I received a copy from Netgalley.

 

I love gothic horror mysteries and that premise was what attracted me to this book immediately. However, this book didn’t really fulfil my personal idea of a gothic horror mystery. That being said, the mystery aspect was really good and I really enjoyed the story.

 

It starts in 1966 and tells through news articles of a report granted a visit to a once grand house and the lady, Maud, who owns the property. The lady is a recluse and as a child witnessed the descent into madness of her father. No one really knew what happened (this was back in 1913) and the house seems to have remained in a similar state since. The reporter has been digging into the history of the father and the mystery surrounding the demise of a once prominent and respected man from a highly well to do family. There’s rumours of witchcraft and devil worship and all sorts of superstitious things.

 

The lady retells the story as she remembers it and her father growing up from when she was a small child to when she was a teenager and when the incident happens.  The story tells of Maud’s troubled adolescence - she’s an intelligent child who wants more out of life than what her station will allow. Her father is a tough man to please – a historian. As she grows up Maud eventually manages to convince her father to allow her to use his library also helping with his translation of an old text with a religious theme.

• • • • • • •

According to the book review, what is the profession of Maud's father?

> [Lines of data]:
• • • • • • •

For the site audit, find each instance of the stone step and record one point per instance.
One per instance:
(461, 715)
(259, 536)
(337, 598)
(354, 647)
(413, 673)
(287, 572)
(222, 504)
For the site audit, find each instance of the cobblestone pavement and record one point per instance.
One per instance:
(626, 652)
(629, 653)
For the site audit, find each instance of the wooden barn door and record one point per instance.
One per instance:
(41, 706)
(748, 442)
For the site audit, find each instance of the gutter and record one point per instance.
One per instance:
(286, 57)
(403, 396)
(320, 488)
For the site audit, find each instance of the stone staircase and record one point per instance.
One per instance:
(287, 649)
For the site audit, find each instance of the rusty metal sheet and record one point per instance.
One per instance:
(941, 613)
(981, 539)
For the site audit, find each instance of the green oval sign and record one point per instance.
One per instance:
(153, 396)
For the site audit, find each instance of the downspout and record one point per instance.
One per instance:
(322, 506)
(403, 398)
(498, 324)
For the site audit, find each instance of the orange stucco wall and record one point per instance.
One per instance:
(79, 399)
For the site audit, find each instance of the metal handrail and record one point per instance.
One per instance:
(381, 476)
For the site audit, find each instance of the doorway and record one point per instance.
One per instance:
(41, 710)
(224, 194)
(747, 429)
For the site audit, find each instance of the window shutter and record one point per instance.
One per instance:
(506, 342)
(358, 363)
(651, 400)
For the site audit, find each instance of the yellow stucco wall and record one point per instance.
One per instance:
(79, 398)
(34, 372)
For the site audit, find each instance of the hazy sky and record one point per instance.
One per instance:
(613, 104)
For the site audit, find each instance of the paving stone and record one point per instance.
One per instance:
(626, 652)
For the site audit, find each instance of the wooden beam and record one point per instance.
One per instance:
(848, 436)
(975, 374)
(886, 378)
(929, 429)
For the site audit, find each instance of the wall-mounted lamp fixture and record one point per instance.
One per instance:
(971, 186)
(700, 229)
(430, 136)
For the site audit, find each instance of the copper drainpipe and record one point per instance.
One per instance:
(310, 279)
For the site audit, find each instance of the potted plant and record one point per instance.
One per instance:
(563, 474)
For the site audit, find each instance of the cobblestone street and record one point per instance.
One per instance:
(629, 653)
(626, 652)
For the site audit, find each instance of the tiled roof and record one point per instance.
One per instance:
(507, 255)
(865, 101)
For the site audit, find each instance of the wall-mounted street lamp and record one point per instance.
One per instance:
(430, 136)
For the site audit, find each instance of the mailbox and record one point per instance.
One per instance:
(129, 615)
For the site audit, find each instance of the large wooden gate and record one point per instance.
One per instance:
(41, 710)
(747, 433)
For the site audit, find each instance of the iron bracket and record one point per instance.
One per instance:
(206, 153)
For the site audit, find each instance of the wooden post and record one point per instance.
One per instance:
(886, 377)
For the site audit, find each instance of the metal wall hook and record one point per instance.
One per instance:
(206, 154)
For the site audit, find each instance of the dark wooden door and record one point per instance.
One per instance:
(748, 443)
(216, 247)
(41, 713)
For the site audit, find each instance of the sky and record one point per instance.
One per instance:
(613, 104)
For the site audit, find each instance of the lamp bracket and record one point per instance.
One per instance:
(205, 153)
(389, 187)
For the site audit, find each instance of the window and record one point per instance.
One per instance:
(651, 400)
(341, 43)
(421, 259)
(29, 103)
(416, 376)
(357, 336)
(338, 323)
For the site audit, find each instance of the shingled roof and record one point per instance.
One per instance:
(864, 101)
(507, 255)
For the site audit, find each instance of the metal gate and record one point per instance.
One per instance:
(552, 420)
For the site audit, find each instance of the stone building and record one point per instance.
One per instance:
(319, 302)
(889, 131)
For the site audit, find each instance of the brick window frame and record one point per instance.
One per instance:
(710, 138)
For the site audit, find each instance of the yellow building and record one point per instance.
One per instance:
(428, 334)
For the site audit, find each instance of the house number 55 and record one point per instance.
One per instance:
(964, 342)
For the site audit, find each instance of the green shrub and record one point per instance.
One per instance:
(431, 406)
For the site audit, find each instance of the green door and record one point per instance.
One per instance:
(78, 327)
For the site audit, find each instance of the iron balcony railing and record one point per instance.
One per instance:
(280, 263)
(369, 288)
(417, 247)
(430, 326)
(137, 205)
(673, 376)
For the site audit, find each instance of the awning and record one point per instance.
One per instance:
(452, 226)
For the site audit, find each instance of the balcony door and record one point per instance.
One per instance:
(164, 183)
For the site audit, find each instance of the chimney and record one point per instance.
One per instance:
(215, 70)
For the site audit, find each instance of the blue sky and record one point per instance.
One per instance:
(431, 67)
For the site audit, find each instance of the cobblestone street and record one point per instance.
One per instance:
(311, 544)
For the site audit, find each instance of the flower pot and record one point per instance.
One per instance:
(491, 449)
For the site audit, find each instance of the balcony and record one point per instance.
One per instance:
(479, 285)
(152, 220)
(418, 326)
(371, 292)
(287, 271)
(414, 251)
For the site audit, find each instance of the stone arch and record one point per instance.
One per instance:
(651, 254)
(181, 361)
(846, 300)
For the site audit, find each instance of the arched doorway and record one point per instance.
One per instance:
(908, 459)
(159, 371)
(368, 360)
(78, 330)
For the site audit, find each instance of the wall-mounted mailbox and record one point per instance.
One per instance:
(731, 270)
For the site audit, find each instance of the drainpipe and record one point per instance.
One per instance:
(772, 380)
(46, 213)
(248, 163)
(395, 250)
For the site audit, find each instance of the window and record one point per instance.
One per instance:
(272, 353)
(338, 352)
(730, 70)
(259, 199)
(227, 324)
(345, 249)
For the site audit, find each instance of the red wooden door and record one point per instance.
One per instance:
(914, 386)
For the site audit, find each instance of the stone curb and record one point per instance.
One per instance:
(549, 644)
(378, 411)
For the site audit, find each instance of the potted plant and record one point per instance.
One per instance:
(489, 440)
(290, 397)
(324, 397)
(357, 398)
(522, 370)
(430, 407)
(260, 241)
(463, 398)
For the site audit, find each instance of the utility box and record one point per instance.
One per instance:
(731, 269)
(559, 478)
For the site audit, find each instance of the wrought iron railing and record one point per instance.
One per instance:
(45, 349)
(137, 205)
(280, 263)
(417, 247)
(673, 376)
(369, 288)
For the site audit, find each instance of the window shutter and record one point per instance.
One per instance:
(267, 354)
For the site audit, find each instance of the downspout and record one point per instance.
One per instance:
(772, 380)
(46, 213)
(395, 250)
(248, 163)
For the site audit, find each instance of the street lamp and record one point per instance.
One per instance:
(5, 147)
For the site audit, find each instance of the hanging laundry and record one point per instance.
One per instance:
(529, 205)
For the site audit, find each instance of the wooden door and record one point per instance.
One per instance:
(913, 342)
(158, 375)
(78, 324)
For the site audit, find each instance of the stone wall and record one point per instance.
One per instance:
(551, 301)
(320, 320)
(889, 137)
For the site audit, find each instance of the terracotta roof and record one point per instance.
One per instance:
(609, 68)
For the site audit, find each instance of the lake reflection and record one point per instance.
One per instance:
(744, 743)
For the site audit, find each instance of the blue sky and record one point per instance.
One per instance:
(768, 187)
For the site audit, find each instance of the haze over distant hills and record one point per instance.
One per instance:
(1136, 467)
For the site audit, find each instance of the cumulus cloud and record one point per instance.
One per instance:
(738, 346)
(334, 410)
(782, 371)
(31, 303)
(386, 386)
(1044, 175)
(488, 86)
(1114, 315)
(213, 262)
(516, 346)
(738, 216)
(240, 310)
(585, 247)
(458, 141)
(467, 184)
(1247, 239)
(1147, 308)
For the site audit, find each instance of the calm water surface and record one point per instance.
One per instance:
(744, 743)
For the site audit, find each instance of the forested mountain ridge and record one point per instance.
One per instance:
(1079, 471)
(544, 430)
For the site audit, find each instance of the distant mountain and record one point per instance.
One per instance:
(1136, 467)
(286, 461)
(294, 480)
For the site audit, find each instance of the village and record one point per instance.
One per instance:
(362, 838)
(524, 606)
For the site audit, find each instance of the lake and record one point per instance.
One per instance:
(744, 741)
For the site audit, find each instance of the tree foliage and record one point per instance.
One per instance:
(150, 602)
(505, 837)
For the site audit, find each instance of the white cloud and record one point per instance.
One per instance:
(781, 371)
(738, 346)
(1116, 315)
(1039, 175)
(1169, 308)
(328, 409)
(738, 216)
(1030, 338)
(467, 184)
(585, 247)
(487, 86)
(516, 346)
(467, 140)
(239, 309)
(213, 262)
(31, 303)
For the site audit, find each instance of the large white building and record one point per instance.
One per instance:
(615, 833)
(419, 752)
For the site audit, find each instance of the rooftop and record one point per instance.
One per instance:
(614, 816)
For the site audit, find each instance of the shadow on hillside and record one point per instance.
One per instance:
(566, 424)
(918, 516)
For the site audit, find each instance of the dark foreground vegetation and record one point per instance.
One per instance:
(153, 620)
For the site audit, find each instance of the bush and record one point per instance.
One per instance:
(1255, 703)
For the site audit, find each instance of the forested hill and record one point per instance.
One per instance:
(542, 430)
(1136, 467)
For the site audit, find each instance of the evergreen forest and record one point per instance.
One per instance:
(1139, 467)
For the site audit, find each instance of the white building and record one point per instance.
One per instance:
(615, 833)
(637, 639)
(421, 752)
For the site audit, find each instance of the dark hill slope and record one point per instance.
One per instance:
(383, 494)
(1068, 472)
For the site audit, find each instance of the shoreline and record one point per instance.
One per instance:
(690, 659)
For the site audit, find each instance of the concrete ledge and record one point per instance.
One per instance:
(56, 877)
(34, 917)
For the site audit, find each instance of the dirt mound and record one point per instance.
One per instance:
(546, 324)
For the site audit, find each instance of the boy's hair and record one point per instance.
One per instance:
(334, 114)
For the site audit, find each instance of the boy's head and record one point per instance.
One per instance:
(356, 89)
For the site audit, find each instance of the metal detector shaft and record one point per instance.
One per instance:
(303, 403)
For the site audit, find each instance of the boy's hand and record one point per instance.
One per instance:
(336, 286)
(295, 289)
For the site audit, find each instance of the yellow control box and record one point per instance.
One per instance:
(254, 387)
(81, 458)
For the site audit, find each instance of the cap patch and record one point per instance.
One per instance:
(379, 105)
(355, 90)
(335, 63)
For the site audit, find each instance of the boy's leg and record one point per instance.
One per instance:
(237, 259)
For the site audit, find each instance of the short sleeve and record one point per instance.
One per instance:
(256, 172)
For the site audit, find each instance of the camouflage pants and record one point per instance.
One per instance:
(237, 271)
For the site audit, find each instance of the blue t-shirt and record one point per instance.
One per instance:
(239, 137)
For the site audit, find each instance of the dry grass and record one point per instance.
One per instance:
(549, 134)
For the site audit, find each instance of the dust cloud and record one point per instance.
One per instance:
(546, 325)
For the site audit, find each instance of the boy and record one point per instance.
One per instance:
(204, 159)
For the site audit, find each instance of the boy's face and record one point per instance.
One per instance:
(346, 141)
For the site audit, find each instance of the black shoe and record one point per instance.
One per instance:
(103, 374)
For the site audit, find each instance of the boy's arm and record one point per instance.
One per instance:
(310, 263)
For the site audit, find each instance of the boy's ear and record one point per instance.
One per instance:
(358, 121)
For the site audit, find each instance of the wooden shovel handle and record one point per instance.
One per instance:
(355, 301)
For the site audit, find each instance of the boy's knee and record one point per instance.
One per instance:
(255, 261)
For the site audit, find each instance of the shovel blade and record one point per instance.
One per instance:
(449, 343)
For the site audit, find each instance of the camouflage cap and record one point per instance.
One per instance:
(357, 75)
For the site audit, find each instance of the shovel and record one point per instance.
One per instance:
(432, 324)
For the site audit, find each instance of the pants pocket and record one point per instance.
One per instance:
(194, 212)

• • • • • • •

> [EXERCISE OUTPUT]:
He is a historian.